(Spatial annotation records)
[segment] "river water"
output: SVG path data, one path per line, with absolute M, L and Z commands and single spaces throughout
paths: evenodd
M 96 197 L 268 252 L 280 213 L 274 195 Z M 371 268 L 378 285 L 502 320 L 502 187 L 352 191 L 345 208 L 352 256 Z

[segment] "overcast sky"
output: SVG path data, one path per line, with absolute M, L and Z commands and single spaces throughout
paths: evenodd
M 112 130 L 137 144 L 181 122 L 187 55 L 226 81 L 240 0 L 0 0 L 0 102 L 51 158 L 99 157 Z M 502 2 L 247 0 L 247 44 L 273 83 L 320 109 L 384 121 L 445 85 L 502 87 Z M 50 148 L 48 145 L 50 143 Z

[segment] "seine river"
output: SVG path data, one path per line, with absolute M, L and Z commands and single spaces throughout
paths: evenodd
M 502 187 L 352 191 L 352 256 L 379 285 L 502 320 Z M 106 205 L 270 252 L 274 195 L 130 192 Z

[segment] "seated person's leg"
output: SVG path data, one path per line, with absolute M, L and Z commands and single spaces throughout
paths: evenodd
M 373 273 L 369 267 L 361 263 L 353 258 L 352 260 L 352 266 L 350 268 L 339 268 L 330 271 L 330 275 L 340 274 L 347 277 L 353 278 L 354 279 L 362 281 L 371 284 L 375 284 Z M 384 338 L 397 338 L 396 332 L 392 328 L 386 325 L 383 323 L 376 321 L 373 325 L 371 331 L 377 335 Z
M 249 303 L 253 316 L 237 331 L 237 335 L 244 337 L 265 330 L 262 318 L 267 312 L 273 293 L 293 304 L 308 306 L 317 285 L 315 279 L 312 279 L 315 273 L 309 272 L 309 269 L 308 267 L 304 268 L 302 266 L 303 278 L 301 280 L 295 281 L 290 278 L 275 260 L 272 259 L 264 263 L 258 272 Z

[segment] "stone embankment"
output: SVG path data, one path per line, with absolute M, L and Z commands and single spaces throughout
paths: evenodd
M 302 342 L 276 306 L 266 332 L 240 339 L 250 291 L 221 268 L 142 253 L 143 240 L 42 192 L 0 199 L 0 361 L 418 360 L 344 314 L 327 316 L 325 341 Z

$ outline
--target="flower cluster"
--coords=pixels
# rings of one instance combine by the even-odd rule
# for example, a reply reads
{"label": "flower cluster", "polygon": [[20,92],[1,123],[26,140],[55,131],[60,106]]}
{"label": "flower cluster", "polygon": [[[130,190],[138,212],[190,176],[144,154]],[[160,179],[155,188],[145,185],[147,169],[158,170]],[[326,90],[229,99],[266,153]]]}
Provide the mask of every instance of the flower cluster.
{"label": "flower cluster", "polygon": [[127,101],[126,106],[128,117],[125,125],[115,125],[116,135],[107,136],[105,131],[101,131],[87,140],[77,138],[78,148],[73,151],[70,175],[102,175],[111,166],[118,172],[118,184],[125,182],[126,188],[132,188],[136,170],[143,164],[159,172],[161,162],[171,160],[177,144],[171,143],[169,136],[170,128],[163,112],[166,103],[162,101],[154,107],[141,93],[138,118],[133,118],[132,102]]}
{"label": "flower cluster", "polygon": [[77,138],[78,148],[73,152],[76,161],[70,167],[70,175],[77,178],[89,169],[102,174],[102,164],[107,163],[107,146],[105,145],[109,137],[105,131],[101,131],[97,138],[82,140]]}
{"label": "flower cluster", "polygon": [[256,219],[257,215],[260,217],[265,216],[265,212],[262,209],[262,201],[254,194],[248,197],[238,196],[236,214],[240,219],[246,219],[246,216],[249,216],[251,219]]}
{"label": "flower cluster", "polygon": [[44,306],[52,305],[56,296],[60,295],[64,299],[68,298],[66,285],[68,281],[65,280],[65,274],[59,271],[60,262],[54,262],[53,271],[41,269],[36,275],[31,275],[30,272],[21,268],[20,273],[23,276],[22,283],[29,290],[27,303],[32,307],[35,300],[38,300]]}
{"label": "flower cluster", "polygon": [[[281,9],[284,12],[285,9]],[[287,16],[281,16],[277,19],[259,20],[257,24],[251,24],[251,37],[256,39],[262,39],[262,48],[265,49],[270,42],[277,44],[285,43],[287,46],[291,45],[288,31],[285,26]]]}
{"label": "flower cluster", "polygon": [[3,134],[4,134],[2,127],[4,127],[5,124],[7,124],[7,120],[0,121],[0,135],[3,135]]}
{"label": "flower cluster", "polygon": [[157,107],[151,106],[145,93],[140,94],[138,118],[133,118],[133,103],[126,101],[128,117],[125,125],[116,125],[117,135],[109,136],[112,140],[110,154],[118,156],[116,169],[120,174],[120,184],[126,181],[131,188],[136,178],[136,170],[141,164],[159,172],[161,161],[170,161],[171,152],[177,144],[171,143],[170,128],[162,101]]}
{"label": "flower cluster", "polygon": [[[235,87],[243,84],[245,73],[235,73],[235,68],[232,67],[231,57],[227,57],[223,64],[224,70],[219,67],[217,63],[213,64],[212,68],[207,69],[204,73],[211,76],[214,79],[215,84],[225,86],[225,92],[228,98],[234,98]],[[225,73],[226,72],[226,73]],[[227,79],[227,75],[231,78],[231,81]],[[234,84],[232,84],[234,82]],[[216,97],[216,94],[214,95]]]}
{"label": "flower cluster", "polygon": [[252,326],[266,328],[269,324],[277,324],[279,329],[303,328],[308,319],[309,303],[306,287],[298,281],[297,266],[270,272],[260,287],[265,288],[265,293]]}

== WHAT IS EXPECTED ==
Rewrite all of the data above, changing every "single spaces" to "one space character" and leaving everything else unchanged.

== TASK RESPONSE ==
[segment] "river water"
output: SVG path data, one path per line, with absolute M, L and Z commands and one space character throughout
paths: evenodd
M 96 197 L 268 252 L 280 213 L 274 195 Z M 371 268 L 378 285 L 502 320 L 502 187 L 352 191 L 345 208 L 352 256 Z

[segment] "overcast sky"
output: SVG path data, one path per line, with absolute M, L and Z commands and one space character throughout
paths: evenodd
M 112 130 L 137 144 L 181 122 L 187 55 L 226 81 L 240 0 L 0 0 L 0 102 L 51 158 L 99 157 Z M 502 2 L 247 0 L 247 44 L 273 83 L 320 109 L 384 121 L 445 85 L 502 87 Z M 50 148 L 48 145 L 50 143 Z

[segment] "seine river"
output: SVG path data, one path per line, with absolute M, L and Z commands and one space character throughout
paths: evenodd
M 502 187 L 352 191 L 352 256 L 379 285 L 502 320 Z M 106 205 L 270 252 L 274 195 L 130 192 Z

[segment] "seated person's leg"
output: SVG path data, one path per line, with absolute M, L and Z commands and one space character throughout
paths: evenodd
M 373 273 L 369 267 L 361 263 L 353 258 L 352 260 L 352 266 L 350 268 L 339 268 L 330 271 L 330 275 L 340 274 L 347 277 L 353 278 L 354 279 L 362 281 L 371 284 L 375 284 Z M 384 338 L 397 338 L 396 332 L 392 328 L 386 325 L 383 323 L 376 321 L 373 325 L 371 331 L 377 335 Z
M 249 303 L 253 316 L 237 331 L 237 335 L 244 337 L 265 330 L 262 318 L 267 312 L 273 293 L 293 304 L 308 306 L 317 285 L 315 279 L 312 279 L 315 273 L 309 272 L 309 269 L 308 267 L 304 268 L 302 266 L 303 278 L 301 280 L 295 281 L 290 278 L 275 260 L 272 259 L 264 263 L 258 272 Z

[segment] "stone embankment"
output: SVG path data, one path per line, with absolute M, L and Z commands and one space character throughout
paths: evenodd
M 302 342 L 276 306 L 266 332 L 240 339 L 250 291 L 221 268 L 142 253 L 143 240 L 42 192 L 0 199 L 0 361 L 418 360 L 344 314 L 327 316 L 325 341 Z

$ outline
--target="flower cluster"
--coords=pixels
# rings of one instance combine by the even-odd rule
# for example, a reply reads
{"label": "flower cluster", "polygon": [[20,92],[1,123],[26,140],[55,131],[60,106]]}
{"label": "flower cluster", "polygon": [[[130,190],[138,212],[190,176],[144,154]],[[160,179],[155,188],[145,185],[147,169],[158,170]],[[326,90],[229,99],[266,153]]]}
Provide the mask of every instance of the flower cluster.
{"label": "flower cluster", "polygon": [[127,101],[126,106],[128,117],[125,125],[115,125],[116,135],[107,136],[105,131],[101,131],[87,140],[77,138],[78,148],[73,151],[70,175],[102,175],[111,166],[118,172],[118,184],[125,182],[126,188],[132,188],[136,170],[143,164],[159,172],[161,162],[171,160],[177,144],[171,143],[169,136],[170,128],[163,112],[166,103],[162,101],[154,107],[141,93],[138,118],[133,118],[132,102]]}
{"label": "flower cluster", "polygon": [[77,138],[78,148],[73,152],[76,161],[70,167],[70,175],[77,178],[89,169],[102,174],[102,164],[107,163],[107,146],[105,145],[109,137],[105,131],[101,131],[97,138],[82,140]]}
{"label": "flower cluster", "polygon": [[256,219],[257,215],[260,217],[265,216],[265,212],[262,209],[262,201],[254,194],[248,197],[238,196],[236,214],[240,219],[246,219],[246,216],[249,216],[251,219]]}
{"label": "flower cluster", "polygon": [[44,306],[52,305],[56,296],[60,295],[64,299],[68,298],[66,285],[68,281],[65,280],[65,274],[59,271],[60,262],[54,262],[53,271],[41,269],[36,275],[31,275],[30,272],[21,268],[20,273],[23,276],[22,283],[29,290],[27,303],[32,307],[35,300],[38,300]]}
{"label": "flower cluster", "polygon": [[[281,9],[284,12],[285,9]],[[287,16],[281,16],[277,19],[259,20],[257,24],[251,24],[251,37],[256,39],[262,39],[262,48],[265,49],[270,42],[277,44],[285,43],[287,46],[291,45],[288,31],[285,26]]]}
{"label": "flower cluster", "polygon": [[3,134],[4,134],[2,127],[4,127],[5,124],[7,124],[7,120],[0,121],[0,135],[3,135]]}
{"label": "flower cluster", "polygon": [[157,107],[151,106],[145,93],[140,94],[138,118],[133,118],[133,103],[126,101],[128,117],[125,125],[116,125],[117,135],[109,136],[112,140],[110,154],[118,156],[116,169],[120,174],[120,184],[126,181],[131,188],[136,178],[136,170],[141,164],[159,172],[161,161],[170,161],[171,152],[177,144],[171,143],[170,128],[162,101]]}
{"label": "flower cluster", "polygon": [[[235,87],[243,84],[245,73],[235,73],[235,68],[232,67],[231,57],[227,57],[223,64],[224,70],[219,67],[217,63],[213,64],[212,68],[207,69],[204,73],[211,76],[214,79],[215,84],[225,86],[225,92],[228,98],[234,98]],[[225,73],[226,72],[226,73]],[[227,79],[227,75],[231,78],[231,81]],[[234,84],[232,84],[234,82]],[[216,97],[216,94],[214,95]]]}
{"label": "flower cluster", "polygon": [[252,326],[266,328],[269,324],[277,324],[279,329],[303,328],[308,319],[309,303],[306,287],[298,281],[297,266],[270,272],[260,287],[265,288],[265,293]]}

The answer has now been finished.